* **Task instructions**: Return, word for word, everything in the records below from the first line down to and including the line that contains "negative clicks: (1014, 536) (1016, 566)".

**** Listed records ****

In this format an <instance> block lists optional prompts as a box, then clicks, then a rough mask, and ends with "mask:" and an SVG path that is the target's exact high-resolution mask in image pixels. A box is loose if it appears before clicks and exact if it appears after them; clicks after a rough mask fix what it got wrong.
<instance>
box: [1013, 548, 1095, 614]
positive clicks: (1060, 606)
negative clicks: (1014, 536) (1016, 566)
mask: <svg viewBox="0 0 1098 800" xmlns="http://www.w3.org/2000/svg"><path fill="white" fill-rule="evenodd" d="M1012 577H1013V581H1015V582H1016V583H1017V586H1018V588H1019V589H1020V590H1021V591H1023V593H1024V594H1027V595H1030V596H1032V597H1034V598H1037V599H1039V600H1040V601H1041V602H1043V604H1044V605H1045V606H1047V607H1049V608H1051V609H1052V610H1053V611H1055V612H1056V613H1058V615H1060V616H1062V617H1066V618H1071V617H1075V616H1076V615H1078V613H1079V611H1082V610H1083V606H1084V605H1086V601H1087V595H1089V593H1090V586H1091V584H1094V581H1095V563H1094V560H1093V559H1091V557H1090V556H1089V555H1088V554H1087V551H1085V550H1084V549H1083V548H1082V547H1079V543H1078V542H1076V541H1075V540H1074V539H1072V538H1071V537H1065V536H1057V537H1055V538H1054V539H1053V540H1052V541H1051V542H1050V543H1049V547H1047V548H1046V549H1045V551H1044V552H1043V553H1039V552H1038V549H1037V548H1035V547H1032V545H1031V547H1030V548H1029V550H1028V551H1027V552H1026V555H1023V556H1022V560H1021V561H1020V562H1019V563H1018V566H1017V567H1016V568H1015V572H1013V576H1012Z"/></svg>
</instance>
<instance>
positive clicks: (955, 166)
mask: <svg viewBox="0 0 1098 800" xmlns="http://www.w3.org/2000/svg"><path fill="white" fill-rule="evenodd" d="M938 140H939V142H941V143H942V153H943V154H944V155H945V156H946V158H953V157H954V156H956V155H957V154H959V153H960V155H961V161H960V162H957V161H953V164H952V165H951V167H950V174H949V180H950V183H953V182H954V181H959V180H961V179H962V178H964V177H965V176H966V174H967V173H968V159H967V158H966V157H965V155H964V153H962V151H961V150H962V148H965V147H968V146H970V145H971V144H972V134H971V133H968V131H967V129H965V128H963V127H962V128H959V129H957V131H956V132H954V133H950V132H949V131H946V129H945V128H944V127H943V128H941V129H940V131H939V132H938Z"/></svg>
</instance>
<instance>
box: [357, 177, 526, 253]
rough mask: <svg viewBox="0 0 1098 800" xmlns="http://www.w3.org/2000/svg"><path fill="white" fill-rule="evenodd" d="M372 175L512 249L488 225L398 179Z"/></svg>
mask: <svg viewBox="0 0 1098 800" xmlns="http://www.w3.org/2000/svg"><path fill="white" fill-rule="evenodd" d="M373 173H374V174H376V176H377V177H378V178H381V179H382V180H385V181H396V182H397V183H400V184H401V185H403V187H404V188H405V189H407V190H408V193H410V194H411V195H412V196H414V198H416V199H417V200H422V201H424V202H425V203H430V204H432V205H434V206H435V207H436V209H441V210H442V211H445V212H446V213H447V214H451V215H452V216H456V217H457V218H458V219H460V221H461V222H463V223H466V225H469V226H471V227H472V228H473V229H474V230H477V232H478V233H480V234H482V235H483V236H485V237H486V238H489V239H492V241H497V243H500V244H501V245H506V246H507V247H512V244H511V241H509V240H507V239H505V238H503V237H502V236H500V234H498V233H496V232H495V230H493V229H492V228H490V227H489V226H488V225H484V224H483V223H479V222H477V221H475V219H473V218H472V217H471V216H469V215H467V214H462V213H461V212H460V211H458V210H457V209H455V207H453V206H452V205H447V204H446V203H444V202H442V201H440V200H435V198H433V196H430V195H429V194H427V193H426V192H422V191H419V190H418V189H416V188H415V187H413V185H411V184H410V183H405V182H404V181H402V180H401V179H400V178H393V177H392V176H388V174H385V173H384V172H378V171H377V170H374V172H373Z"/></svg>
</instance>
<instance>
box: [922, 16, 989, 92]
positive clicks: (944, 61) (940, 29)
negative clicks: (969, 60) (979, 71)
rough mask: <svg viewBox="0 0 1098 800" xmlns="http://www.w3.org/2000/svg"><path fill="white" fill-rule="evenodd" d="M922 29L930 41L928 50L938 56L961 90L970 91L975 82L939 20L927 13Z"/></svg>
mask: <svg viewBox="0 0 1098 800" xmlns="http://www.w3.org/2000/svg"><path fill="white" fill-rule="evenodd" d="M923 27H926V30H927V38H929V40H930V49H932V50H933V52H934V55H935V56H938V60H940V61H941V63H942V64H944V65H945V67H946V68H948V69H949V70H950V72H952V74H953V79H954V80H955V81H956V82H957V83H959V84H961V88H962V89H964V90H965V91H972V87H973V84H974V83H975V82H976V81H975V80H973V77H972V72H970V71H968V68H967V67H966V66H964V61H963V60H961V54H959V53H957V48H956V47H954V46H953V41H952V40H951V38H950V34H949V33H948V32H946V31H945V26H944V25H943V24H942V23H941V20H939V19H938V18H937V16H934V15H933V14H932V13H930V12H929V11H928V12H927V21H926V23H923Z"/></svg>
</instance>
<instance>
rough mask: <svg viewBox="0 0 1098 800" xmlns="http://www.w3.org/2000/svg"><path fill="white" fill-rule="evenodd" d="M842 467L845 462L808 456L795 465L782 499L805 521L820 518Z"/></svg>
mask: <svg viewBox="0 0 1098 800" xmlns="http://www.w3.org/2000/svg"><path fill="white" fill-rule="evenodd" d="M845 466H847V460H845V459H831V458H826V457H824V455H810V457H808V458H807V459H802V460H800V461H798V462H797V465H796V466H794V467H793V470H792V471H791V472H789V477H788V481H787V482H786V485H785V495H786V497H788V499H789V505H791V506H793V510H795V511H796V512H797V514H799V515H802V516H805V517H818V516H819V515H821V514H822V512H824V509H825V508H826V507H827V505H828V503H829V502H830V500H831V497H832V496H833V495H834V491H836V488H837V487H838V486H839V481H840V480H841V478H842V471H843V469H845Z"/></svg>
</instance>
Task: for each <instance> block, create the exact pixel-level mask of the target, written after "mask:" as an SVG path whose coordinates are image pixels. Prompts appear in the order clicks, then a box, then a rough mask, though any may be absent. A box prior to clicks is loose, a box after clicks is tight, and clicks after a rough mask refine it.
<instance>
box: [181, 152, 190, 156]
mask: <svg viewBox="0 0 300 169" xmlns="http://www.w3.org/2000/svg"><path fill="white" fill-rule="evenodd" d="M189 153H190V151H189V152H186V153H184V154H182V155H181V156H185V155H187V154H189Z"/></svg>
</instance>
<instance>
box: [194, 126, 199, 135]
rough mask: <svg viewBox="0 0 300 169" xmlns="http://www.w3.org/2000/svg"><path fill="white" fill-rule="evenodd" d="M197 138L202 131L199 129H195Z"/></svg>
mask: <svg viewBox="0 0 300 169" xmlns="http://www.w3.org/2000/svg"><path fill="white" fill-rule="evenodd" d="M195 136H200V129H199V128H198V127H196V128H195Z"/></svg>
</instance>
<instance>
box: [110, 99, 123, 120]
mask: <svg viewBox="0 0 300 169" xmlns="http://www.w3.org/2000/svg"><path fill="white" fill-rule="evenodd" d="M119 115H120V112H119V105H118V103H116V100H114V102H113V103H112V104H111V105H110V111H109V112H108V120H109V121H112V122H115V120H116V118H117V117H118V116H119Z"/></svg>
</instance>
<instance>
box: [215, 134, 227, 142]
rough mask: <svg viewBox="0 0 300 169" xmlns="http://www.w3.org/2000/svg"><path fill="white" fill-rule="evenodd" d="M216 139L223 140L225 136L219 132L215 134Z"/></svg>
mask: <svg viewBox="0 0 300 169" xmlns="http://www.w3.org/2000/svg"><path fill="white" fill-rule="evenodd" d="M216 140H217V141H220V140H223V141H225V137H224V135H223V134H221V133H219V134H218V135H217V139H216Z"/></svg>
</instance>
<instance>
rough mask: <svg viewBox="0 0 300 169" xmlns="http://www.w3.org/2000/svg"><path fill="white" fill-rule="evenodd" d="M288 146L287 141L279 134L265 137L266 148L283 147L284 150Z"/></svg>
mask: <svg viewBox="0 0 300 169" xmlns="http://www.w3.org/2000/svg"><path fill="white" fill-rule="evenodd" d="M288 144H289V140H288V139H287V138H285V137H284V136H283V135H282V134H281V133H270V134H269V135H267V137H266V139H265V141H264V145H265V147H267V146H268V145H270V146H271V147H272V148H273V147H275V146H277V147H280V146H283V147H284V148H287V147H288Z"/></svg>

****

* **Result below**:
In this format an <instance> block lists optional prompts as a box, then clicks, then a rough mask, and ends with "mask:" and an SVG path that is the target's exact high-resolution mask in image pixels. A box is loose if it appears before clicks and exact if it appears after them; clicks after a rough mask fix what it got wrong.
<instance>
box: [1013, 548, 1095, 614]
positive clicks: (1060, 606)
negative clicks: (1014, 536) (1016, 566)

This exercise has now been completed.